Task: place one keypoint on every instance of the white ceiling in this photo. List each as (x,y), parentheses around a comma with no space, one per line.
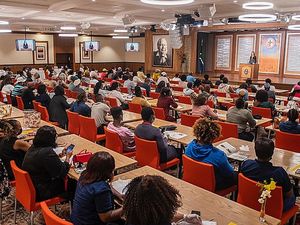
(105,15)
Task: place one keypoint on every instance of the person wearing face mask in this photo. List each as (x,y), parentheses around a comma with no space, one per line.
(161,57)
(10,147)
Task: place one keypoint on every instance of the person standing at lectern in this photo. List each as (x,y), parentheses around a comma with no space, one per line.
(252,58)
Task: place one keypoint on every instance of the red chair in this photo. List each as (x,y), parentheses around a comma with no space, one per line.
(45,115)
(264,112)
(73,124)
(50,217)
(136,108)
(20,103)
(221,94)
(88,129)
(114,142)
(154,95)
(35,105)
(249,194)
(147,154)
(228,130)
(188,120)
(112,101)
(25,193)
(124,90)
(159,113)
(287,141)
(205,176)
(185,100)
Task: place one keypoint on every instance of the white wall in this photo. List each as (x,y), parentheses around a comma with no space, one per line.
(9,55)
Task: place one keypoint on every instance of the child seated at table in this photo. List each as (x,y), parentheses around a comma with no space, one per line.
(126,136)
(291,126)
(261,169)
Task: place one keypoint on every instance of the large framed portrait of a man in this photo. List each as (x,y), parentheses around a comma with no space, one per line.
(162,51)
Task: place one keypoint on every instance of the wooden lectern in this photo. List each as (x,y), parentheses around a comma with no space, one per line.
(249,71)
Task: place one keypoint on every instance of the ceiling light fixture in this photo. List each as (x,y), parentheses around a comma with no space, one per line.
(120,37)
(294,27)
(67,28)
(2,22)
(258,5)
(167,2)
(5,31)
(257,17)
(296,17)
(68,35)
(120,31)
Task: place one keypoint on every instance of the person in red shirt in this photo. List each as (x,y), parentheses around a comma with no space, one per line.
(166,101)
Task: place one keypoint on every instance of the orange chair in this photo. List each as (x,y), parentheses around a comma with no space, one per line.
(25,192)
(159,113)
(35,105)
(147,154)
(45,116)
(185,100)
(114,142)
(136,108)
(287,141)
(205,176)
(50,217)
(154,95)
(124,90)
(249,193)
(20,103)
(228,130)
(73,125)
(188,120)
(88,129)
(112,101)
(264,112)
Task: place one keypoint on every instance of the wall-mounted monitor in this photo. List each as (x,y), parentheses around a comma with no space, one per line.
(25,45)
(92,46)
(132,47)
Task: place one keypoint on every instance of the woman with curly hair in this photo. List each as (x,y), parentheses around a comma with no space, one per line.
(202,150)
(152,200)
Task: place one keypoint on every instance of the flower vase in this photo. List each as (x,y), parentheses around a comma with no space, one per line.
(262,215)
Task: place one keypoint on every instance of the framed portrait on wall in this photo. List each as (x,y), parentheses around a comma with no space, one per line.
(41,53)
(162,53)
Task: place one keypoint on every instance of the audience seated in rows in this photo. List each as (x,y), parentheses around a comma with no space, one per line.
(243,118)
(261,169)
(202,150)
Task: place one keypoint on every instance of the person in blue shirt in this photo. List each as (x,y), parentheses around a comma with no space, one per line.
(80,107)
(261,169)
(202,150)
(291,126)
(94,198)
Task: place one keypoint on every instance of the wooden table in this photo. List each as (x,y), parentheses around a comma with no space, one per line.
(283,158)
(212,206)
(30,132)
(127,117)
(123,163)
(15,113)
(181,107)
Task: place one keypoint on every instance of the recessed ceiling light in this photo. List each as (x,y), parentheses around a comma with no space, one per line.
(5,31)
(167,2)
(296,17)
(120,31)
(68,35)
(67,28)
(120,37)
(294,27)
(258,5)
(257,17)
(3,22)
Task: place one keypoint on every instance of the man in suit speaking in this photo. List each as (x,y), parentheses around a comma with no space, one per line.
(161,57)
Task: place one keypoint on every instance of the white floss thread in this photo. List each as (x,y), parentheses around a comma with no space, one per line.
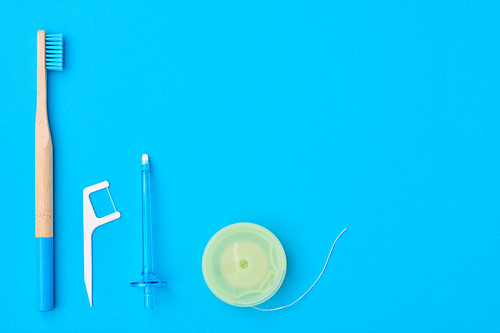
(308,290)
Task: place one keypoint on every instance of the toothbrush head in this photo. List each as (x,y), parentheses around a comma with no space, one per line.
(54,52)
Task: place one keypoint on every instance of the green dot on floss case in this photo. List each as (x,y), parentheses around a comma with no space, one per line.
(244,264)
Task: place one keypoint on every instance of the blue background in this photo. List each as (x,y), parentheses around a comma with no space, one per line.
(378,116)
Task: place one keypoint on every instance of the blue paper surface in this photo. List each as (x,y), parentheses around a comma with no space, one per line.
(382,117)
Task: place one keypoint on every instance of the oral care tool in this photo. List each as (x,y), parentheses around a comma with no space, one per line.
(149,279)
(49,57)
(90,223)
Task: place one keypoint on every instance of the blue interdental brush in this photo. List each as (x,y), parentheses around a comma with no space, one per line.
(49,57)
(149,279)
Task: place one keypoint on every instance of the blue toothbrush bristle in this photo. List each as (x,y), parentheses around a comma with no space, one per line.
(53,52)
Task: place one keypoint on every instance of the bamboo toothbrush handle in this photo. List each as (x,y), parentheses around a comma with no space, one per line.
(43,150)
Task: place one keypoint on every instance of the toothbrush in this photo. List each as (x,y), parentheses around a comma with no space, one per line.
(49,57)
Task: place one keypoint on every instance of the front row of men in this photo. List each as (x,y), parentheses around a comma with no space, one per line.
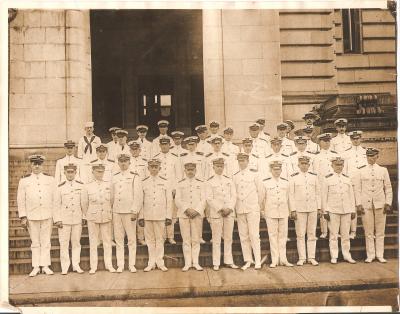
(246,196)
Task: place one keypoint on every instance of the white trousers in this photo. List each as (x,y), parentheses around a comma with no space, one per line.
(191,240)
(249,233)
(277,234)
(40,233)
(306,223)
(374,221)
(139,231)
(105,230)
(67,234)
(339,223)
(124,225)
(222,227)
(155,237)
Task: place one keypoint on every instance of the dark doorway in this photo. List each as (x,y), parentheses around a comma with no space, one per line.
(147,65)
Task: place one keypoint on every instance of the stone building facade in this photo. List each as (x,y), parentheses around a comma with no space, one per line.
(272,63)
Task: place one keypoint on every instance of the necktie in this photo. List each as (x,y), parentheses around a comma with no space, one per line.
(88,144)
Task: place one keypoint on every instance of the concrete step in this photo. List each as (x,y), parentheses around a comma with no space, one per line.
(173,260)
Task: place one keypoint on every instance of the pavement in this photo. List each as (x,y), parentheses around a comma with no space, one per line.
(42,290)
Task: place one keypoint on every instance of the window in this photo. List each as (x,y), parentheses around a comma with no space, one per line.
(351,23)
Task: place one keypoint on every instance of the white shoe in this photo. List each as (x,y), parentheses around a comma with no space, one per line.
(149,268)
(247,265)
(46,270)
(185,268)
(198,267)
(313,262)
(34,272)
(350,260)
(78,270)
(163,268)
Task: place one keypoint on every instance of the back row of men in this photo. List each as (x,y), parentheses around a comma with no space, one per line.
(238,185)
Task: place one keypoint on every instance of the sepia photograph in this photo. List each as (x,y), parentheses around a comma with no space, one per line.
(201,157)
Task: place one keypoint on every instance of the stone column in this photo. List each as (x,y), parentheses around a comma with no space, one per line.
(242,69)
(50,77)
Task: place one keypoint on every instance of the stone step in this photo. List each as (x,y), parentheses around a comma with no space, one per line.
(23,266)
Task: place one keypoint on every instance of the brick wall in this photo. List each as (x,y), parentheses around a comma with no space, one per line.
(50,76)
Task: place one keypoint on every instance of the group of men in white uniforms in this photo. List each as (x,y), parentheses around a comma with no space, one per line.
(139,188)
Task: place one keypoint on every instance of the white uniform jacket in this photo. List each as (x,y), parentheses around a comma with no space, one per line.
(220,193)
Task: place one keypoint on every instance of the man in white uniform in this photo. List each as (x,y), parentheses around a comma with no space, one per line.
(68,203)
(98,213)
(156,214)
(190,201)
(221,199)
(338,206)
(248,199)
(374,197)
(275,204)
(69,158)
(35,209)
(126,192)
(305,203)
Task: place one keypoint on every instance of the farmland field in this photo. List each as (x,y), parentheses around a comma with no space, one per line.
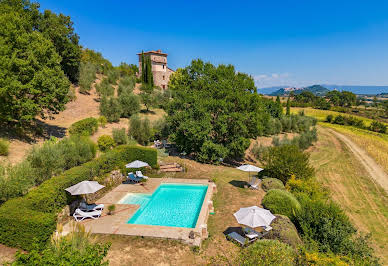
(352,187)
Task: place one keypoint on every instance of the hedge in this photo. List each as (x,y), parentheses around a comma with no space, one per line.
(271,183)
(281,202)
(84,127)
(32,218)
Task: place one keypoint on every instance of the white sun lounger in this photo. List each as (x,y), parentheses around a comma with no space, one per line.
(140,174)
(91,207)
(254,184)
(81,215)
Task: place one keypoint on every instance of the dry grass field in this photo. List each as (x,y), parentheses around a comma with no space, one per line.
(352,187)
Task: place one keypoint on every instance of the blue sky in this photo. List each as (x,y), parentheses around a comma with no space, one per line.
(295,43)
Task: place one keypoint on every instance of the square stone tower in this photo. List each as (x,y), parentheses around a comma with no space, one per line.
(160,70)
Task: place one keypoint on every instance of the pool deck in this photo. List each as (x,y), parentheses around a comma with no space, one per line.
(117,223)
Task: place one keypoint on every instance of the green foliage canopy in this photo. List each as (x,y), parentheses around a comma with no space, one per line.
(215,104)
(31,79)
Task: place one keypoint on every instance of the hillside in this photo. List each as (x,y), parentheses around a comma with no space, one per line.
(318,90)
(379,91)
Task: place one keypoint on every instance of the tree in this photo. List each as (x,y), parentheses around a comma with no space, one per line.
(146,68)
(283,161)
(129,104)
(31,79)
(140,129)
(59,29)
(288,108)
(218,105)
(111,109)
(146,95)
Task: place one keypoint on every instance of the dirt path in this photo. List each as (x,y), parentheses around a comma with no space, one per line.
(374,170)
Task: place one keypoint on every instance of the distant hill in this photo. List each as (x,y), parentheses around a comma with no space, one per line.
(319,89)
(269,90)
(357,89)
(316,89)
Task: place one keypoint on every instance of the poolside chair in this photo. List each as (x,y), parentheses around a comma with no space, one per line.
(140,174)
(254,184)
(90,207)
(252,234)
(237,237)
(132,178)
(81,215)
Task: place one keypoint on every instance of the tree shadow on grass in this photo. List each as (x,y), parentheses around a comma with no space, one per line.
(238,230)
(147,112)
(238,183)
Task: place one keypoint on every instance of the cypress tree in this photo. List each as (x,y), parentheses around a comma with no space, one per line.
(288,110)
(143,67)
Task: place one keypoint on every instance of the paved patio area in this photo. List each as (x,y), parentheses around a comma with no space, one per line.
(117,223)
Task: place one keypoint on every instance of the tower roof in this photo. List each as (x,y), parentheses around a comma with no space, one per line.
(159,52)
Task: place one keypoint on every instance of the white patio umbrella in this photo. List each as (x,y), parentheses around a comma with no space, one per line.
(254,216)
(249,168)
(84,187)
(137,164)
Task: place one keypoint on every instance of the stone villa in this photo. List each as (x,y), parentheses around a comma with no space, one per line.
(160,70)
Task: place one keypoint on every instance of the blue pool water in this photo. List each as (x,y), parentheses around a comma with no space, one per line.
(175,205)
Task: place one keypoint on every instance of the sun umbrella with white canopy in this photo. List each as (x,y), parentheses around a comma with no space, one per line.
(137,164)
(84,187)
(254,216)
(249,168)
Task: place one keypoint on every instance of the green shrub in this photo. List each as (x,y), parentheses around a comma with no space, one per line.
(111,109)
(140,129)
(119,136)
(113,76)
(281,202)
(56,156)
(266,252)
(105,142)
(105,89)
(22,227)
(284,230)
(16,180)
(87,76)
(378,127)
(4,147)
(43,162)
(73,249)
(271,183)
(325,224)
(340,120)
(282,162)
(84,127)
(212,153)
(102,121)
(32,218)
(329,118)
(130,104)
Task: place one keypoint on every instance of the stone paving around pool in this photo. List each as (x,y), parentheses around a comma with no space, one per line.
(117,223)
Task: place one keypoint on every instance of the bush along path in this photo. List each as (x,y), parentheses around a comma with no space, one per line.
(373,169)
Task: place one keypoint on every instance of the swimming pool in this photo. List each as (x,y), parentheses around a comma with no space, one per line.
(171,204)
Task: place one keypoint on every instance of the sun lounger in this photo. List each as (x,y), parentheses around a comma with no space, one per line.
(140,174)
(133,178)
(252,234)
(254,184)
(237,237)
(90,207)
(81,215)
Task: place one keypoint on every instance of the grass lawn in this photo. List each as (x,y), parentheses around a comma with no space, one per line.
(127,250)
(364,201)
(375,144)
(322,114)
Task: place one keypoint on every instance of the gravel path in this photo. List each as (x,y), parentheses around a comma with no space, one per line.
(375,171)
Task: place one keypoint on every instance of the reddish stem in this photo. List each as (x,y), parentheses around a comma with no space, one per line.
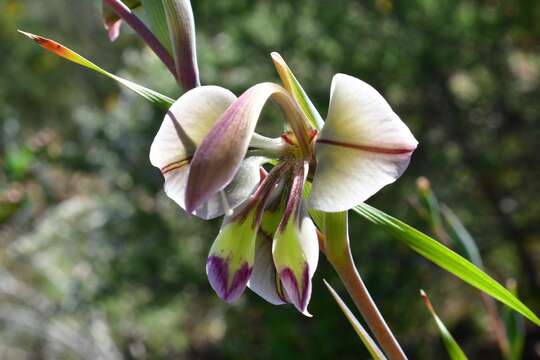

▶ _Problem statement_:
Find each line in the material above that contains the word "person", and copy those lines out. Case counts: a match must have the same capitalization.

▶ _Exercise solution_:
Task: place one keypoint on every instance of the person wearing face mask in this photo. List each as (x,y), parentheses around a comma with no space, one per line.
Task: place one keypoint on every instance of the person standing at lectern in this photo. List each as (x,y), parentheses around a comma with no space, one per line.
Task: place one keypoint on every instance of the person in red shirt in this photo. List each as (x,y), parentheses around a comma with no space, one per line.
Task: place one keypoint on every instance of the person in blue shirt in this photo. List each as (x,y), parentheses around a comma with no space, one per line.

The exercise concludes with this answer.